▸ Brief: Number of lines below with "green": work it out and reply with that number only.
(Beginning of Task input)
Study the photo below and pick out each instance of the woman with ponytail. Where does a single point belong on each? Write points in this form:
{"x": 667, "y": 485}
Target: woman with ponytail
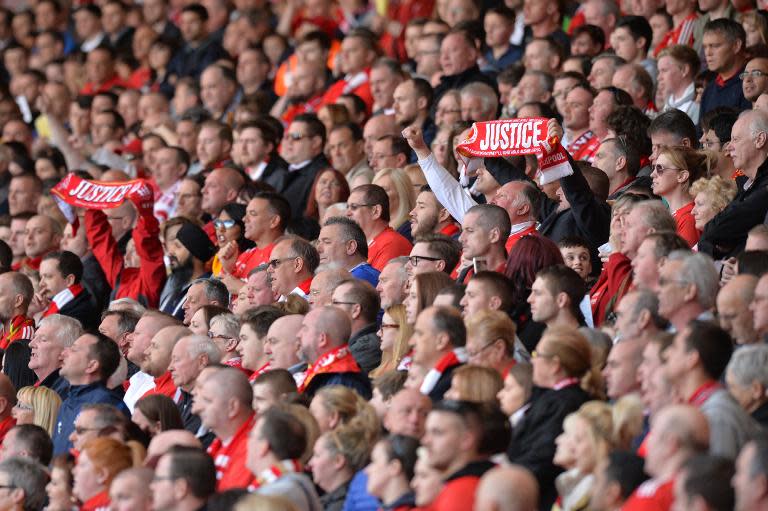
{"x": 675, "y": 170}
{"x": 562, "y": 368}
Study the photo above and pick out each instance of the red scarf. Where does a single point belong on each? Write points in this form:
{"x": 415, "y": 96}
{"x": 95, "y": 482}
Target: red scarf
{"x": 21, "y": 327}
{"x": 339, "y": 360}
{"x": 703, "y": 393}
{"x": 456, "y": 356}
{"x": 63, "y": 298}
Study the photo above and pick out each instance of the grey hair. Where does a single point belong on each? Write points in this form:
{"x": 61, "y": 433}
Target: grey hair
{"x": 656, "y": 215}
{"x": 698, "y": 269}
{"x": 229, "y": 322}
{"x": 483, "y": 91}
{"x": 67, "y": 329}
{"x": 199, "y": 344}
{"x": 215, "y": 290}
{"x": 750, "y": 363}
{"x": 127, "y": 304}
{"x": 30, "y": 476}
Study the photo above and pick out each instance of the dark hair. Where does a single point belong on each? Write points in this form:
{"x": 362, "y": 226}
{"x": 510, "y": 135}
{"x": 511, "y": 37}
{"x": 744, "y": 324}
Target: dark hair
{"x": 675, "y": 122}
{"x": 36, "y": 441}
{"x": 16, "y": 364}
{"x": 730, "y": 29}
{"x": 498, "y": 285}
{"x": 162, "y": 409}
{"x": 559, "y": 278}
{"x": 528, "y": 256}
{"x": 350, "y": 231}
{"x": 106, "y": 353}
{"x": 69, "y": 264}
{"x": 194, "y": 466}
{"x": 261, "y": 318}
{"x": 375, "y": 195}
{"x": 627, "y": 470}
{"x": 284, "y": 432}
{"x": 403, "y": 449}
{"x": 362, "y": 293}
{"x": 593, "y": 32}
{"x": 709, "y": 477}
{"x": 315, "y": 128}
{"x": 448, "y": 320}
{"x": 312, "y": 207}
{"x": 638, "y": 27}
{"x": 713, "y": 345}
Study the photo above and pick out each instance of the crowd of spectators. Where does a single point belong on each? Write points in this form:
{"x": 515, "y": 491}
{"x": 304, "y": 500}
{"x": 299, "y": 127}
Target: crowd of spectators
{"x": 321, "y": 305}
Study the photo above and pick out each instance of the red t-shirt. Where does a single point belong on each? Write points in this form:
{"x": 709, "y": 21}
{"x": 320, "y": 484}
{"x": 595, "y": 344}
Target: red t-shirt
{"x": 386, "y": 246}
{"x": 651, "y": 496}
{"x": 230, "y": 459}
{"x": 686, "y": 224}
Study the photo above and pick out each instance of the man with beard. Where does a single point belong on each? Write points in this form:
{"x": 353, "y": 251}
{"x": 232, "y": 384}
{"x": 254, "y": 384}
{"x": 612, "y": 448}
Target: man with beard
{"x": 428, "y": 216}
{"x": 188, "y": 250}
{"x": 16, "y": 293}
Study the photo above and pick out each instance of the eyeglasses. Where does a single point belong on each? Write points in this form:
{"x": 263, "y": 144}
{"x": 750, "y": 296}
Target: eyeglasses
{"x": 226, "y": 224}
{"x": 660, "y": 169}
{"x": 338, "y": 302}
{"x": 274, "y": 263}
{"x": 536, "y": 354}
{"x": 414, "y": 260}
{"x": 294, "y": 136}
{"x": 473, "y": 354}
{"x": 755, "y": 73}
{"x": 211, "y": 335}
{"x": 354, "y": 207}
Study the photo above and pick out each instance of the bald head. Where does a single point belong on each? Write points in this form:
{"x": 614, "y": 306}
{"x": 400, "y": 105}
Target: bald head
{"x": 511, "y": 488}
{"x": 232, "y": 384}
{"x": 162, "y": 442}
{"x": 333, "y": 322}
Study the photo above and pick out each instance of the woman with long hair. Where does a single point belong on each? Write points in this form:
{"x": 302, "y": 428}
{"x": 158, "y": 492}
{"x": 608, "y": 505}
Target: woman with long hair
{"x": 37, "y": 405}
{"x": 394, "y": 333}
{"x": 562, "y": 367}
{"x": 401, "y": 195}
{"x": 530, "y": 254}
{"x": 329, "y": 187}
{"x": 676, "y": 168}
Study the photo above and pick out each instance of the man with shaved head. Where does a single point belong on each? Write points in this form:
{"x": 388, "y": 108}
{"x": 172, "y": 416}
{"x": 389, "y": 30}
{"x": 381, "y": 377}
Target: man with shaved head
{"x": 157, "y": 358}
{"x": 323, "y": 340}
{"x": 678, "y": 433}
{"x": 138, "y": 343}
{"x": 733, "y": 311}
{"x": 190, "y": 355}
{"x": 282, "y": 346}
{"x": 511, "y": 488}
{"x": 225, "y": 399}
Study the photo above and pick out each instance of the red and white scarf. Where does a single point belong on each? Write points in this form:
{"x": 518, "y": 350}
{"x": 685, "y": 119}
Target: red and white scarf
{"x": 451, "y": 359}
{"x": 62, "y": 298}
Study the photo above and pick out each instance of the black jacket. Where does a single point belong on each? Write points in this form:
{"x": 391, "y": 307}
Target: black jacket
{"x": 298, "y": 184}
{"x": 83, "y": 309}
{"x": 533, "y": 440}
{"x": 726, "y": 234}
{"x": 457, "y": 81}
{"x": 365, "y": 346}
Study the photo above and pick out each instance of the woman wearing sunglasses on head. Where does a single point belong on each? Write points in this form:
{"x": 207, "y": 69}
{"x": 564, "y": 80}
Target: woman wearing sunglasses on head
{"x": 676, "y": 168}
{"x": 230, "y": 227}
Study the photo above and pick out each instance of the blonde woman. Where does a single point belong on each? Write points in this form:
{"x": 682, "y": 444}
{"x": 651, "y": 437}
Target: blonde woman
{"x": 37, "y": 405}
{"x": 710, "y": 197}
{"x": 335, "y": 405}
{"x": 676, "y": 168}
{"x": 476, "y": 384}
{"x": 401, "y": 195}
{"x": 394, "y": 334}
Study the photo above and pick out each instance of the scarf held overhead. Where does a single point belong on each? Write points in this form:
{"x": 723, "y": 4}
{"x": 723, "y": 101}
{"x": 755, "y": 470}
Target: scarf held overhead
{"x": 515, "y": 137}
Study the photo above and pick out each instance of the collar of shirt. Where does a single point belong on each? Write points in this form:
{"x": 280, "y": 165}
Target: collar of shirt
{"x": 298, "y": 166}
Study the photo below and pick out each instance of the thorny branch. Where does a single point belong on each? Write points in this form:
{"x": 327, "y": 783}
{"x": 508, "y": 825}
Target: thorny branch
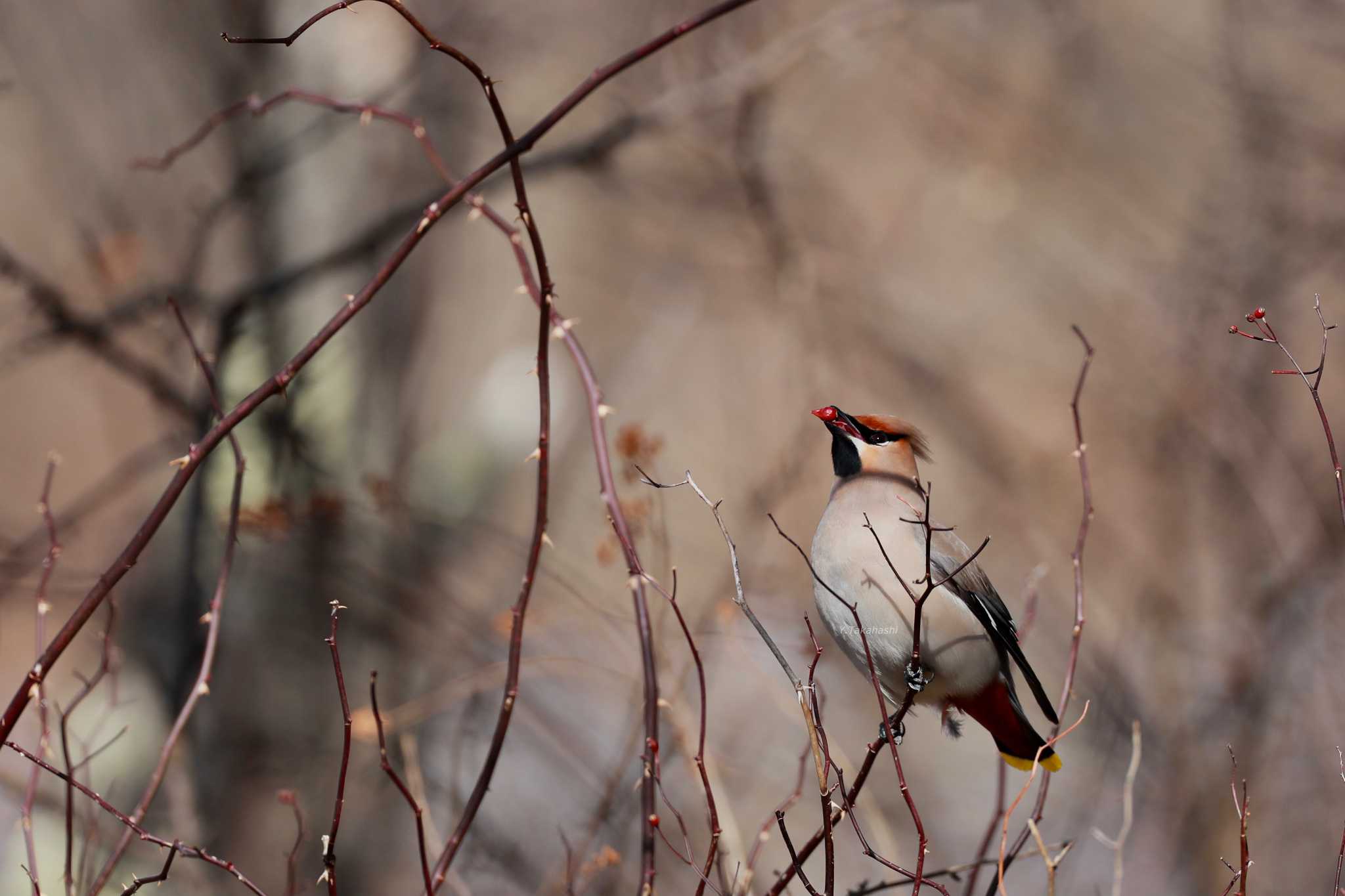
{"x": 1076, "y": 559}
{"x": 1032, "y": 822}
{"x": 397, "y": 779}
{"x": 41, "y": 610}
{"x": 1128, "y": 811}
{"x": 188, "y": 852}
{"x": 330, "y": 839}
{"x": 211, "y": 618}
{"x": 712, "y": 811}
{"x": 893, "y": 727}
{"x": 1268, "y": 335}
{"x": 188, "y": 464}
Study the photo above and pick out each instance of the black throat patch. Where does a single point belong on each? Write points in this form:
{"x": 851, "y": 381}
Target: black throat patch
{"x": 845, "y": 456}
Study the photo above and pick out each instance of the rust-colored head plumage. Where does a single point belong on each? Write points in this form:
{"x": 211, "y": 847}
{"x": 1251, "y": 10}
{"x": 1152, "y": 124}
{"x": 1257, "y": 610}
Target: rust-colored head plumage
{"x": 872, "y": 444}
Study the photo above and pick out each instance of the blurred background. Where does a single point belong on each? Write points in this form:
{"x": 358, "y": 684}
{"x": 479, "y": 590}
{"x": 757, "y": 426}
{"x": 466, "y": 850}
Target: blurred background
{"x": 896, "y": 207}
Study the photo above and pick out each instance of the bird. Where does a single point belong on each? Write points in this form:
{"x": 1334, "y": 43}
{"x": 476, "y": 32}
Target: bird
{"x": 969, "y": 644}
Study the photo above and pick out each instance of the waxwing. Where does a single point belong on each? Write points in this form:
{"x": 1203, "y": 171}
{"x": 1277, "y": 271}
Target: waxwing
{"x": 969, "y": 643}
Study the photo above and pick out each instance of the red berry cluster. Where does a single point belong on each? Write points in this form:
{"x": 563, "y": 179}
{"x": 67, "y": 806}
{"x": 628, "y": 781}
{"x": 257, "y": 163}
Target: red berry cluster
{"x": 1258, "y": 317}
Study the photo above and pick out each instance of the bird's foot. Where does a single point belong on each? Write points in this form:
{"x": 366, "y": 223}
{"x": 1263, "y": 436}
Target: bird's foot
{"x": 916, "y": 679}
{"x": 887, "y": 726}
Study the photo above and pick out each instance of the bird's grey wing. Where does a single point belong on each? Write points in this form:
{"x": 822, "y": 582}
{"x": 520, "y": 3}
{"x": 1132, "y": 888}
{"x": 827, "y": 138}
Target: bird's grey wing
{"x": 946, "y": 554}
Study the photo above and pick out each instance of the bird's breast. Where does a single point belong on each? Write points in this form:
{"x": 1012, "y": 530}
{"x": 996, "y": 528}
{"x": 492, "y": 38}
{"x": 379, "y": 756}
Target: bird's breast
{"x": 954, "y": 645}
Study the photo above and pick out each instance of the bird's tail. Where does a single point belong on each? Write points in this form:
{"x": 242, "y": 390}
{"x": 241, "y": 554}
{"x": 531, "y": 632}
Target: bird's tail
{"x": 998, "y": 711}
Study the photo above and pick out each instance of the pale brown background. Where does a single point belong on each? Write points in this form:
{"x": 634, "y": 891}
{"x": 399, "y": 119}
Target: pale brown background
{"x": 896, "y": 207}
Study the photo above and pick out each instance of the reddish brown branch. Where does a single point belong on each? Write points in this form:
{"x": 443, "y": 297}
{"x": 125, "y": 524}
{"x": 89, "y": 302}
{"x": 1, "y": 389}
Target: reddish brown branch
{"x": 1262, "y": 323}
{"x": 1076, "y": 558}
{"x": 201, "y": 687}
{"x": 1036, "y": 766}
{"x": 89, "y": 684}
{"x": 795, "y": 863}
{"x": 990, "y": 829}
{"x": 397, "y": 779}
{"x": 330, "y": 837}
{"x": 191, "y": 461}
{"x": 712, "y": 812}
{"x": 188, "y": 852}
{"x": 794, "y": 796}
{"x": 291, "y": 798}
{"x": 136, "y": 883}
{"x": 41, "y": 610}
{"x": 1243, "y": 812}
{"x": 893, "y": 725}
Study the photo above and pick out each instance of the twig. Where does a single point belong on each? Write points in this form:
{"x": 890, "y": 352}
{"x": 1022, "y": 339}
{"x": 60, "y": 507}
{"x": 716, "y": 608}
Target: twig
{"x": 188, "y": 852}
{"x": 213, "y": 617}
{"x": 1268, "y": 335}
{"x": 1052, "y": 861}
{"x": 793, "y": 797}
{"x": 794, "y": 857}
{"x": 397, "y": 779}
{"x": 1026, "y": 785}
{"x": 1243, "y": 812}
{"x": 291, "y": 798}
{"x": 808, "y": 717}
{"x": 990, "y": 829}
{"x": 273, "y": 385}
{"x": 93, "y": 335}
{"x": 1340, "y": 856}
{"x": 104, "y": 668}
{"x": 330, "y": 839}
{"x": 136, "y": 883}
{"x": 1128, "y": 811}
{"x": 41, "y": 610}
{"x": 739, "y": 595}
{"x": 712, "y": 812}
{"x": 893, "y": 723}
{"x": 1076, "y": 558}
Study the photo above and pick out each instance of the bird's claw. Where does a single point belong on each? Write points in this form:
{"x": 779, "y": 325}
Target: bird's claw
{"x": 884, "y": 729}
{"x": 916, "y": 679}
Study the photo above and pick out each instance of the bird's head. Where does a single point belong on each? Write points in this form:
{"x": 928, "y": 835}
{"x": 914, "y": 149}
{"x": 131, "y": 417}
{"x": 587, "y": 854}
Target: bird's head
{"x": 872, "y": 444}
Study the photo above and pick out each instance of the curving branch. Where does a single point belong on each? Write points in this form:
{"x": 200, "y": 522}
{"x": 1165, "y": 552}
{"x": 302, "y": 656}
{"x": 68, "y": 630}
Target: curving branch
{"x": 1076, "y": 558}
{"x": 211, "y": 618}
{"x": 1268, "y": 335}
{"x": 188, "y": 464}
{"x": 187, "y": 852}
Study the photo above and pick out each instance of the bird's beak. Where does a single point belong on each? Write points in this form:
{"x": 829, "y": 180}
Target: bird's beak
{"x": 838, "y": 419}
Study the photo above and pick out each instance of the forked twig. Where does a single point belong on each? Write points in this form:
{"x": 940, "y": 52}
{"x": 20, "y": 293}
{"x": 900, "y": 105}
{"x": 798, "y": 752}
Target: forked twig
{"x": 213, "y": 617}
{"x": 1268, "y": 335}
{"x": 1076, "y": 558}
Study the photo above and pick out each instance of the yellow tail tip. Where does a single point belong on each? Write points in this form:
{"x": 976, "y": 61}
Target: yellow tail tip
{"x": 1051, "y": 763}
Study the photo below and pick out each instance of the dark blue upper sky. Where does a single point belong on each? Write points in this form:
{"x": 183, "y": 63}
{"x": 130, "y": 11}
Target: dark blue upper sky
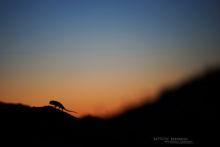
{"x": 141, "y": 40}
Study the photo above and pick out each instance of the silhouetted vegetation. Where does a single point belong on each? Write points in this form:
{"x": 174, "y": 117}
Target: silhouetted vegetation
{"x": 188, "y": 111}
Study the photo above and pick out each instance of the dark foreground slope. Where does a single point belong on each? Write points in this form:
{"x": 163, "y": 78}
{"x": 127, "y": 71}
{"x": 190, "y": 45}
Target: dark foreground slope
{"x": 186, "y": 114}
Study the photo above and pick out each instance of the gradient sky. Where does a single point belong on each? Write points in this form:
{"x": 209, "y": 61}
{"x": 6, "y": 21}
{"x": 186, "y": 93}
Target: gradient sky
{"x": 98, "y": 56}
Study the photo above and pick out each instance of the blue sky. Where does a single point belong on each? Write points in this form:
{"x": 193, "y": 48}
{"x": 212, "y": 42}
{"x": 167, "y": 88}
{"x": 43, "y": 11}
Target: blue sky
{"x": 88, "y": 39}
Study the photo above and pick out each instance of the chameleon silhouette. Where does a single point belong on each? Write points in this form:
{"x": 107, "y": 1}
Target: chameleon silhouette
{"x": 60, "y": 106}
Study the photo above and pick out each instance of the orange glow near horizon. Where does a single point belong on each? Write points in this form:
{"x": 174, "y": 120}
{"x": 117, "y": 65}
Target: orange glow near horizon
{"x": 97, "y": 95}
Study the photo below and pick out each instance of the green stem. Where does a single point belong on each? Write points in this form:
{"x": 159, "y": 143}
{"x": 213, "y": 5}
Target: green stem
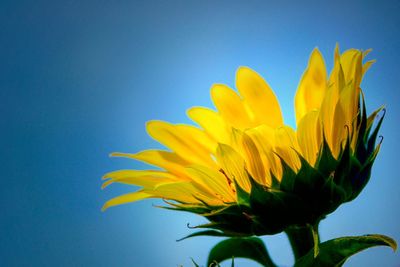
(End of Task input)
▸ Response to the exercise: 2